Early Summer 2008
One of my friends has gone through a particularly trying year. Finances, health, and her primary relationship have all suffered. Additionally, there was a death in the family and she was uprooted and moved to a part of the country where there is little emotional support for her. In one year's time, she experienced a whole bushel-full of those life experiences that are hideously stressful and can wreak havoc with a person's sense of well-being. I'm pretty sure that if you asked her which of her 40-odd years she'd never want to live through again, it would be this past one.
I'm not very good at coming up with encouraging things to say to a friend who's experiencing such hard times. I listen, empathize as best I can, but feel lacking when it comes to finding words that might give her a second wind to keep on keeping on. My last email from her, though, revealed that she found, on her own, a silver lining to this mess of a year: gratitude.
No, she's not grateful for all of the dramas and crises she's gone through, but rather she's grateful for all of the things that have gone right. Yes, on some days she has to dig pretty deep to find something to be grateful for. Maybe it's seeing the sun when it hasn't shone in a few days. Or maybe it's having a cheerful customer service rep at the bank. Or maybe it's (remember, I said some days she has to dig pretty deep) having a car that starts every single time she turns on the ignition. She says it makes all the difference to be able to find positive things among all of the negatives. And while she probably would have chosen other ways to learn that gratitude is healing and can get a person through hard periods, she doubts that she would have ever realized this had she not faced such lousy times.

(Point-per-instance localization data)
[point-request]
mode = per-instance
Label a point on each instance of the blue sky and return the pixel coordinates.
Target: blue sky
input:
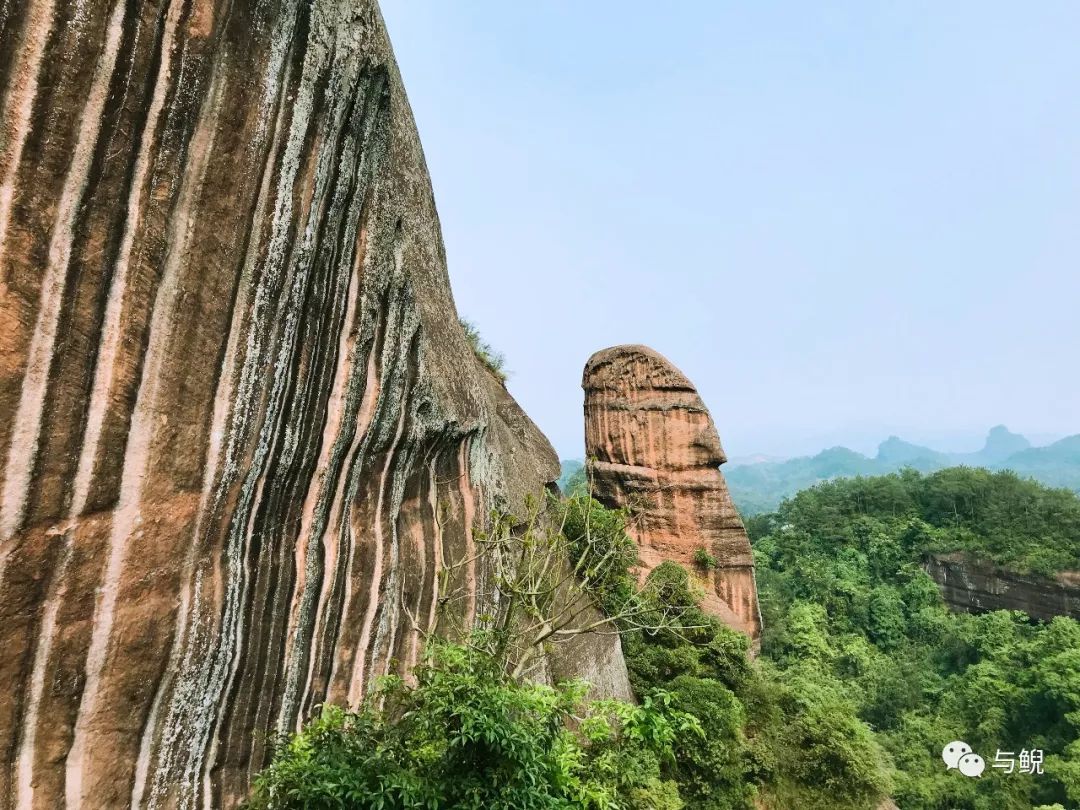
(840, 219)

- _Questions on the material_:
[1] Check each statement against the essay on a friend's hard year and gratitude, answering yes or no and quoting the deciding words: (a) The friend moved somewhere with little emotional support for her. (b) The friend is grateful for the dramas and crises she went through. (c) The writer is good at coming up with encouraging things to say to a friend in hard times.
[2] Continue the essay on a friend's hard year and gratitude from its final sentence.

- _Answers to the problems_:
[1]
(a) Yes: "she was uprooted and moved to a part of the country where there is little emotional support for her"
(b) No: "No, she's not grateful for all of the dramas and crises she's gone through"
(c) No: "I'm not very good at coming up with encouraging things to say to a friend who's experiencing such hard times."

[2]
There is abundant research going on right now about the benefits of gratitude. Those who describe themselves as grateful tend to be less materialistic and are better able to roll with the punches when they are facing loss of status or possessions. Such people suffer less stress, have more vitality and optimism, and experience fewer instances of clinical depression than the population as a whole. Grateful people tend to appreciate the interconnectedness of life and are more spiritually aware, regardless of their religious affiliation. The list of benefits goes on and on -- from grateful people tending to take better care of themselves to having more optimism, which is an immune booster in and of itself!
While most of us might not go through the hard times that my friend has -- at least not all in the same year -- we will have days when we wish we'd never gotten out of bed. If we can just remember to find something to be grateful for amidst whatever crisis we are experiencing, it will not only help get us through the day, it will be a balm to our perspective. The best part, though, might be that gratitude simply becomes a way of life for us.